Task to complete
Copy the entries from the beginning through the line that contains "xmin=330 ymin=188 xmax=372 ymax=223", including both ends, with "supply" swapped for "provide" and everything else left the same. Leave the pictures out of your answer.
# Start of Items
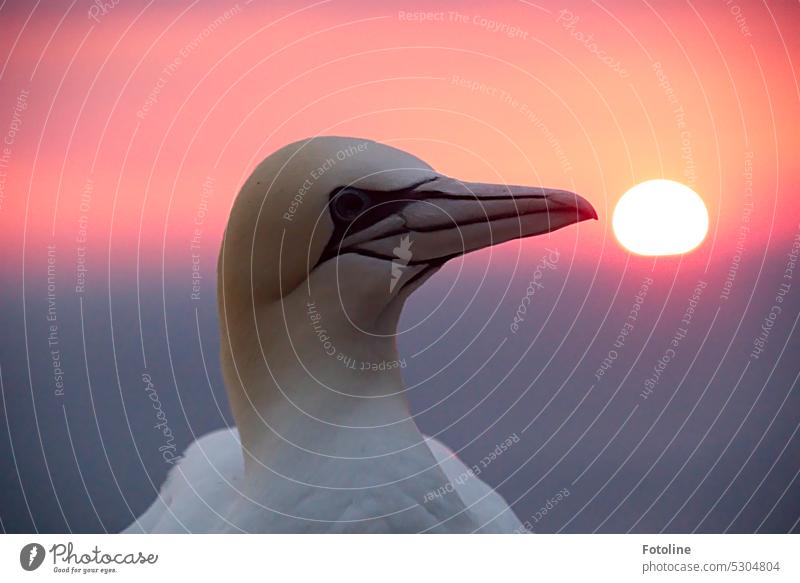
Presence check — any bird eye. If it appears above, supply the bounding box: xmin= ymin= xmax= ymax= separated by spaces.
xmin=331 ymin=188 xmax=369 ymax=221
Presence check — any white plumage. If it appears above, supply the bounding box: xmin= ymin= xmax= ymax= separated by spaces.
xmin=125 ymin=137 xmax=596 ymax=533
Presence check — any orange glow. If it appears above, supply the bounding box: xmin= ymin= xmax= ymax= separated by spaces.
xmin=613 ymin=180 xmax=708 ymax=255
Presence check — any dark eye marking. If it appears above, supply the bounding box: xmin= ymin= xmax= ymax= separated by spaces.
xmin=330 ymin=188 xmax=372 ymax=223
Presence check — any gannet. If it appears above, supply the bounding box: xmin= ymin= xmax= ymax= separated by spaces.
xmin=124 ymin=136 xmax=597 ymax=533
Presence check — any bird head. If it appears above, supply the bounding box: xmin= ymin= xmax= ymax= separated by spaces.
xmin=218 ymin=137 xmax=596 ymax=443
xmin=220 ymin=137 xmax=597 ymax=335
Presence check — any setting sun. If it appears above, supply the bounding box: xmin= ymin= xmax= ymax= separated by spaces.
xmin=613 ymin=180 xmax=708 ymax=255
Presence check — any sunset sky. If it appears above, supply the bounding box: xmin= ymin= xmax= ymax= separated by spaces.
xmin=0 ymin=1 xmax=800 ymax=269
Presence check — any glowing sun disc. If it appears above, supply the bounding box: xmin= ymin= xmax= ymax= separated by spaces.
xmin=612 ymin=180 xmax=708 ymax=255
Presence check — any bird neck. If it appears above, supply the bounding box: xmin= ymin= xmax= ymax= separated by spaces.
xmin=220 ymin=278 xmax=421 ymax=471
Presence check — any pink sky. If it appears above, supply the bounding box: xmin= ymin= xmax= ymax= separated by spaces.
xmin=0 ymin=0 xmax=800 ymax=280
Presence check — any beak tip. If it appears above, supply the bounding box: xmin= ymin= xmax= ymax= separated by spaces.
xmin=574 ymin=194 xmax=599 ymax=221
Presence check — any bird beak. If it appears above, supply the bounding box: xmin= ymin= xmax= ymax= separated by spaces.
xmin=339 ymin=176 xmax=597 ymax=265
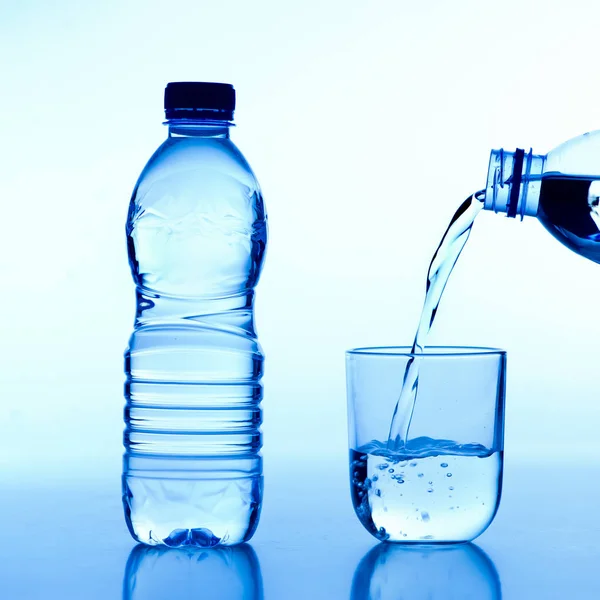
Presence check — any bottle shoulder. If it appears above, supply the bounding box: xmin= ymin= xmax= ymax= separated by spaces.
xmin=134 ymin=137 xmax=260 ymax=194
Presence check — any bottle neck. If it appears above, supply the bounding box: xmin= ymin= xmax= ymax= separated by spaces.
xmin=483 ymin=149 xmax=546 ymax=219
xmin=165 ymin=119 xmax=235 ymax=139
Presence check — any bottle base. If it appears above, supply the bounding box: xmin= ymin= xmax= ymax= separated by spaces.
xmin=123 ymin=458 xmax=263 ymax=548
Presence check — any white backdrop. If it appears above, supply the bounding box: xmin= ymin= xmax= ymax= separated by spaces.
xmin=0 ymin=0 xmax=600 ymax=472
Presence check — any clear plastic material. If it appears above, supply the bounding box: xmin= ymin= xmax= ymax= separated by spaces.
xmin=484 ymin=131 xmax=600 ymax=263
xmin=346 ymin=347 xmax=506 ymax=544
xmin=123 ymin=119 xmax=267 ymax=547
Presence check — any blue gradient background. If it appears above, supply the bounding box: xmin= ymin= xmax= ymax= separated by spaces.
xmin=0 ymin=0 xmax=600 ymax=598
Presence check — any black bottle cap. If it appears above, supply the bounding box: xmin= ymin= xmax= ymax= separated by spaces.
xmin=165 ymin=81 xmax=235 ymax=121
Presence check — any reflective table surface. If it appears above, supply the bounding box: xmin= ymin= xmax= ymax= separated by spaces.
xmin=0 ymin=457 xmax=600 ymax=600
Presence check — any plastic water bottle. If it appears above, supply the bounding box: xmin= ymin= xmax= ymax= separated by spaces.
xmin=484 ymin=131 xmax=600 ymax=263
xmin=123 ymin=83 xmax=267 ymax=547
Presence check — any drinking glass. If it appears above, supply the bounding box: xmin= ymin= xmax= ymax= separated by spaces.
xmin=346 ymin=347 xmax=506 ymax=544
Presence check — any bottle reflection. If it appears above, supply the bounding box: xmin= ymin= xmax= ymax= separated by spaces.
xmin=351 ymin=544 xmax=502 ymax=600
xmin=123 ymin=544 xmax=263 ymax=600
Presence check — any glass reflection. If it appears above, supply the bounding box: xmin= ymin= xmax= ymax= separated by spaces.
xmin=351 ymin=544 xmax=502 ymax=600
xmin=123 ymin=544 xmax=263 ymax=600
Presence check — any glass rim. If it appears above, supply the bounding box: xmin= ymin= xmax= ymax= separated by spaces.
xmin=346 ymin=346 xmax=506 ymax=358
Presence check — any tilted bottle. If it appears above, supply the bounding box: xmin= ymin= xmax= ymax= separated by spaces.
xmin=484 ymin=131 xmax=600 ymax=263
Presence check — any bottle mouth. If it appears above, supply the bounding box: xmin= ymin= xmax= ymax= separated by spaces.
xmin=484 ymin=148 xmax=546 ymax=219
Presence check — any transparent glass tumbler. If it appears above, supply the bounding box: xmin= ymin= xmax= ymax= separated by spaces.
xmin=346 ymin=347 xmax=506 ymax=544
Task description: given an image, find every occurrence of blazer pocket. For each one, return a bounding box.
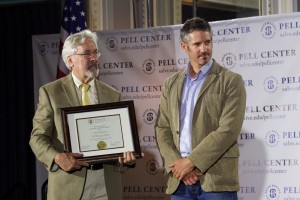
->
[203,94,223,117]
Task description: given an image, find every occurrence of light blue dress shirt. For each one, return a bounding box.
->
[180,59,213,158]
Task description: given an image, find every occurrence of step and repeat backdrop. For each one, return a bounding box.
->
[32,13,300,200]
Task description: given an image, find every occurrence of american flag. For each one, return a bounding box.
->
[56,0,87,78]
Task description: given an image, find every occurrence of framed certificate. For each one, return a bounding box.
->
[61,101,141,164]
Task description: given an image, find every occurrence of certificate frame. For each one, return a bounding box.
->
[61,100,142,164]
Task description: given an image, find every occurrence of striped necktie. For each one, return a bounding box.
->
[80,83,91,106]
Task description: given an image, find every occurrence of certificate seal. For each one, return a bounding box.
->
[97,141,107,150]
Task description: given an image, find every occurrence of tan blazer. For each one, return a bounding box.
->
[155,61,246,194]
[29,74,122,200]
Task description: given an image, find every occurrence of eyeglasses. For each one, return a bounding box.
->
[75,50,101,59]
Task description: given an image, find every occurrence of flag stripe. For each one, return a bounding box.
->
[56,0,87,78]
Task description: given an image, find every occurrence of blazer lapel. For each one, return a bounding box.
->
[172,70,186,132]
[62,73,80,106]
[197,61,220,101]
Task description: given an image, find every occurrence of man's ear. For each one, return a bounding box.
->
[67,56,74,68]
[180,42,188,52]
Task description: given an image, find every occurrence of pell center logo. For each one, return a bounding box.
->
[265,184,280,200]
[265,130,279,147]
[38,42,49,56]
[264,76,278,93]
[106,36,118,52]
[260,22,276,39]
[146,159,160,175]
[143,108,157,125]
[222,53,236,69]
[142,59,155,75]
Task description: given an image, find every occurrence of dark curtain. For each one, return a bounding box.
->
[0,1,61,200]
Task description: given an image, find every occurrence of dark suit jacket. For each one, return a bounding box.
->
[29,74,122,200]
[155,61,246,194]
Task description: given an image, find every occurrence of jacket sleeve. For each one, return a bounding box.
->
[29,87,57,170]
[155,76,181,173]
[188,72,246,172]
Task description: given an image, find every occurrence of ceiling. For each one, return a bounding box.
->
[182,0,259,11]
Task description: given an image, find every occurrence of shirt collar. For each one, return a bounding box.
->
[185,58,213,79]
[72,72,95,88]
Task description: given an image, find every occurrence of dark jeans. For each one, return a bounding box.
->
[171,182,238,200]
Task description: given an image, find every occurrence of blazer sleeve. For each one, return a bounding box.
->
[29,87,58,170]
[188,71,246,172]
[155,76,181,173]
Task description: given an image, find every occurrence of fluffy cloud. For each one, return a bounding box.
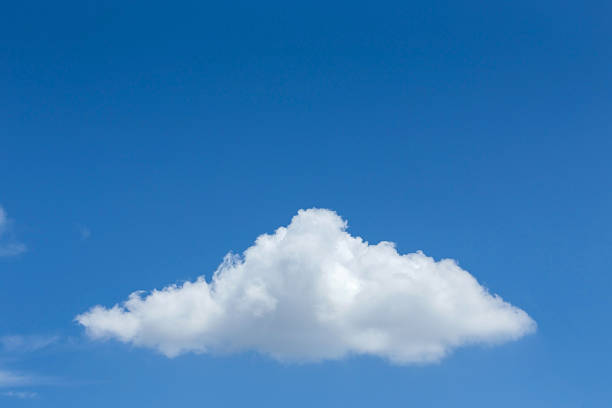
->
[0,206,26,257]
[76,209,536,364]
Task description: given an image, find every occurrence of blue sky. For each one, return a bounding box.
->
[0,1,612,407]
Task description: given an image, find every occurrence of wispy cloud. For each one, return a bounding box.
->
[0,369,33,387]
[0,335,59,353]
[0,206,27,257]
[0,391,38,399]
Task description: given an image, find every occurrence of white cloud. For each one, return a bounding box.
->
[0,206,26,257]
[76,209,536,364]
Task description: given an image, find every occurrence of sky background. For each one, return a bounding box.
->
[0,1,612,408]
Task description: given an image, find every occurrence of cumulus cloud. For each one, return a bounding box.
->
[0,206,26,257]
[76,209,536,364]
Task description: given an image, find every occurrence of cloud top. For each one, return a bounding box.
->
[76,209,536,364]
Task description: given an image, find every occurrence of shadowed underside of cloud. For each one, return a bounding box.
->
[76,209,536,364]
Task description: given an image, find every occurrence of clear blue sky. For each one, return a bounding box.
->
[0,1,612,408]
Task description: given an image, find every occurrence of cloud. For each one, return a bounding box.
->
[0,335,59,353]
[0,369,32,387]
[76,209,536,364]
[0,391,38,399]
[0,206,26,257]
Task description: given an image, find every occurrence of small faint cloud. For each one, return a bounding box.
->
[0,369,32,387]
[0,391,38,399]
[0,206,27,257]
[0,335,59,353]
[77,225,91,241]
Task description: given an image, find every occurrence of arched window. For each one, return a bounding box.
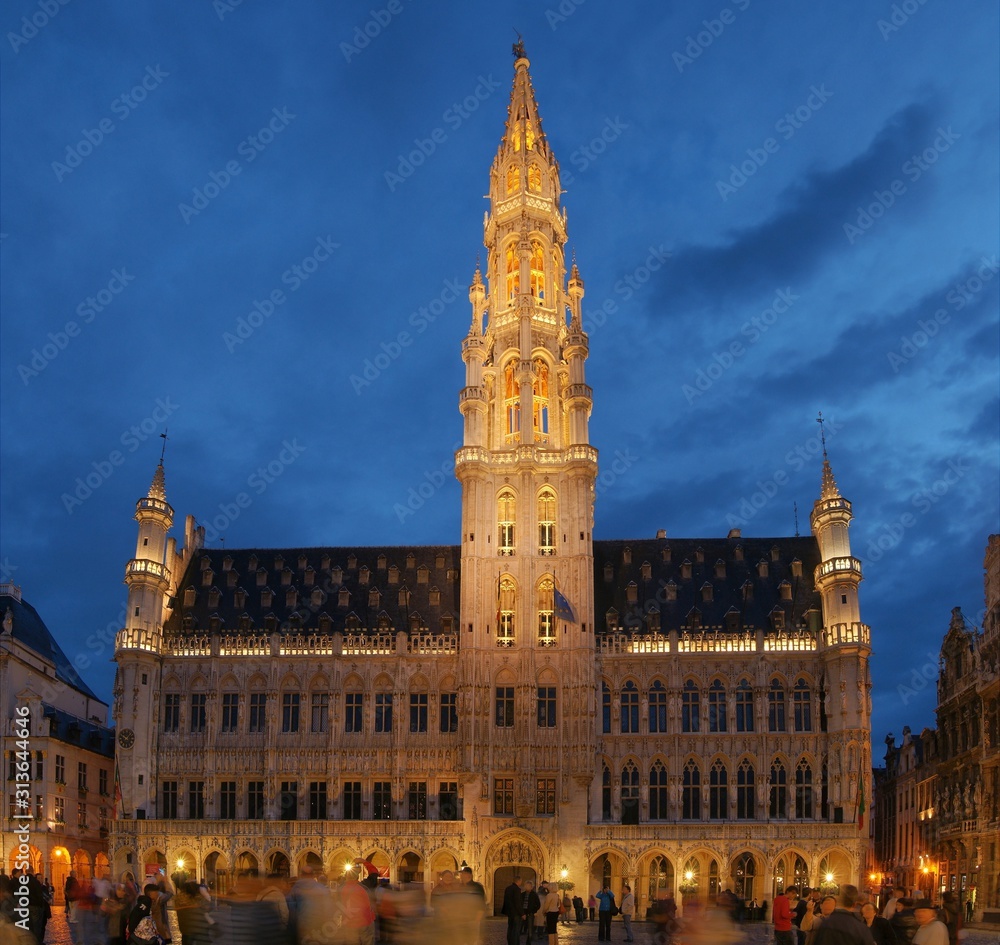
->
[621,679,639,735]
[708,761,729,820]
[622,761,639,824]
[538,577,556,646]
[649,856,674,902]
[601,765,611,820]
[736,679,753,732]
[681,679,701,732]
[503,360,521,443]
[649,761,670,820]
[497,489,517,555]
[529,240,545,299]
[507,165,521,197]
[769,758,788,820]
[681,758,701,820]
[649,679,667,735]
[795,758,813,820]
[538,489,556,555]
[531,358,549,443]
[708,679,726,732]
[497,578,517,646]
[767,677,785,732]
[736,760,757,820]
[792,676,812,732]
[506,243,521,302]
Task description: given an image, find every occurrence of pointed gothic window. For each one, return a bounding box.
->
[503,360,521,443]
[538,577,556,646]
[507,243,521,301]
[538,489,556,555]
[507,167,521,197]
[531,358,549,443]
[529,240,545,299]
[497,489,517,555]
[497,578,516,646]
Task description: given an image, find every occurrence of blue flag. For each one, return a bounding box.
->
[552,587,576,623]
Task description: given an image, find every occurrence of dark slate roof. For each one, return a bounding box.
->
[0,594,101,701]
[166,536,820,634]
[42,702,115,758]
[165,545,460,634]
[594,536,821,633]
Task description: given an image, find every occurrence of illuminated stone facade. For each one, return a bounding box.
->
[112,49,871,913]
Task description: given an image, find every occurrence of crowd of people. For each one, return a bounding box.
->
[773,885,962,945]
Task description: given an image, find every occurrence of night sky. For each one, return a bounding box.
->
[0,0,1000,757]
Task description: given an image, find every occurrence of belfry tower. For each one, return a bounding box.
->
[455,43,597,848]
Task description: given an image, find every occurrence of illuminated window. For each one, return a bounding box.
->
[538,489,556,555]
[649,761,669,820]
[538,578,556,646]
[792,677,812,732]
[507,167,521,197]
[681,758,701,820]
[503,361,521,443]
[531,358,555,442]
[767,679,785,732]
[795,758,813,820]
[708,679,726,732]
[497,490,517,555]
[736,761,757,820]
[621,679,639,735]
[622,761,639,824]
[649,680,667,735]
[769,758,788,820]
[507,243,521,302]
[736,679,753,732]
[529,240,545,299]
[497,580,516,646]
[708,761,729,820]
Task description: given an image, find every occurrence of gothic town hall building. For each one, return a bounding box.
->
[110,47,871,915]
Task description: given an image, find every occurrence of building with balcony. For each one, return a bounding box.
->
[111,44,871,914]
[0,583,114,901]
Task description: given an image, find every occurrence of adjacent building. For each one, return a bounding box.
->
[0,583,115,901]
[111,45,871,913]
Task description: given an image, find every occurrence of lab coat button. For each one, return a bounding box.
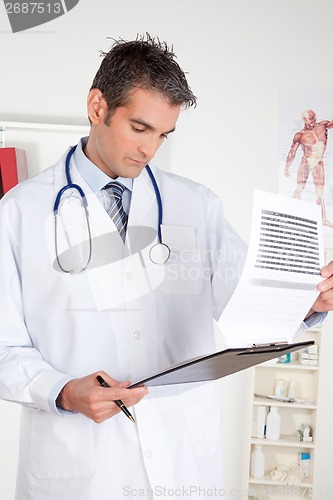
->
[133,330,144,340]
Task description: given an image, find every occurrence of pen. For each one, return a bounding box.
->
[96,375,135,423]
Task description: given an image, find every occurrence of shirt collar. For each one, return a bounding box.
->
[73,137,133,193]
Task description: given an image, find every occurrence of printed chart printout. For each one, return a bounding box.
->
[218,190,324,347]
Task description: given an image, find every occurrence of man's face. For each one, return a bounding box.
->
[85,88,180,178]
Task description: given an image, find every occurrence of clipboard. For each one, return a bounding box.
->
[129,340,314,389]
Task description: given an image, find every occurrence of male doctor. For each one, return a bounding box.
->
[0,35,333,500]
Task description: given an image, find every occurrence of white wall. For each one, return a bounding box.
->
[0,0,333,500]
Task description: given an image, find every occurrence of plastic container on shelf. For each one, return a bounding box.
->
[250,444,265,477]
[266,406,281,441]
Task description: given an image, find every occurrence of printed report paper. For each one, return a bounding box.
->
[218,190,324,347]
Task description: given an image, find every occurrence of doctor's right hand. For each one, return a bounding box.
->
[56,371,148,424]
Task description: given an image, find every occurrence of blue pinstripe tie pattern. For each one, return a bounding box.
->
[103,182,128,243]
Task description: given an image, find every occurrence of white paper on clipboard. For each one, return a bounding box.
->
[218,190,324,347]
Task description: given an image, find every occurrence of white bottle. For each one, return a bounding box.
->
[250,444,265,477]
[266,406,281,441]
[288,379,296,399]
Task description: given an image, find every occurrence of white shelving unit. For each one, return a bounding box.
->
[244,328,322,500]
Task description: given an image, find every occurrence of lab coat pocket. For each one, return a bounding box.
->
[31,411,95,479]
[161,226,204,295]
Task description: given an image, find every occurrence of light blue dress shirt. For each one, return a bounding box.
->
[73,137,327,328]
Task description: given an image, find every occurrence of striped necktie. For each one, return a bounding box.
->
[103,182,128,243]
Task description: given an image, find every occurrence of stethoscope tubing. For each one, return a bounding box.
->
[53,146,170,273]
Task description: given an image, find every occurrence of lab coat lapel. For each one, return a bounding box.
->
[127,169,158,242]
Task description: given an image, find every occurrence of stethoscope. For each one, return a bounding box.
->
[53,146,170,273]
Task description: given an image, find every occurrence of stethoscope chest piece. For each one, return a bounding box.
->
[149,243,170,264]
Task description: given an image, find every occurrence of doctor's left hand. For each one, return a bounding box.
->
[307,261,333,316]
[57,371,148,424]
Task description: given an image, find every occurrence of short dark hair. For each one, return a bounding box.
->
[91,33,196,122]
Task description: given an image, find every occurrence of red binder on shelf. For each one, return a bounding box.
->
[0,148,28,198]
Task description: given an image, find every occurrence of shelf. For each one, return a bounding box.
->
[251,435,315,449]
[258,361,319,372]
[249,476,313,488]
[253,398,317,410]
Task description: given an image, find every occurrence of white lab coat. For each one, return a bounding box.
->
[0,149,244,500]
# End of Items
Result of the task
Presence check — any bird eye. If it appears above, provide the bounding box: xmin= ymin= xmax= ymax= separated by spaces.
xmin=331 ymin=188 xmax=369 ymax=221
Presence check — any white plumage. If it appears above, provide the bounding box: xmin= ymin= xmax= ymax= separated by spaces.
xmin=125 ymin=137 xmax=596 ymax=533
Presence check — any orange glow. If it appears above, provide the bounding box: xmin= ymin= xmax= ymax= separated by spaces.
xmin=613 ymin=180 xmax=708 ymax=255
Presence check — any dark eye marking. If it appears above, provide the bounding box: xmin= ymin= xmax= ymax= separated by spaces.
xmin=330 ymin=188 xmax=372 ymax=223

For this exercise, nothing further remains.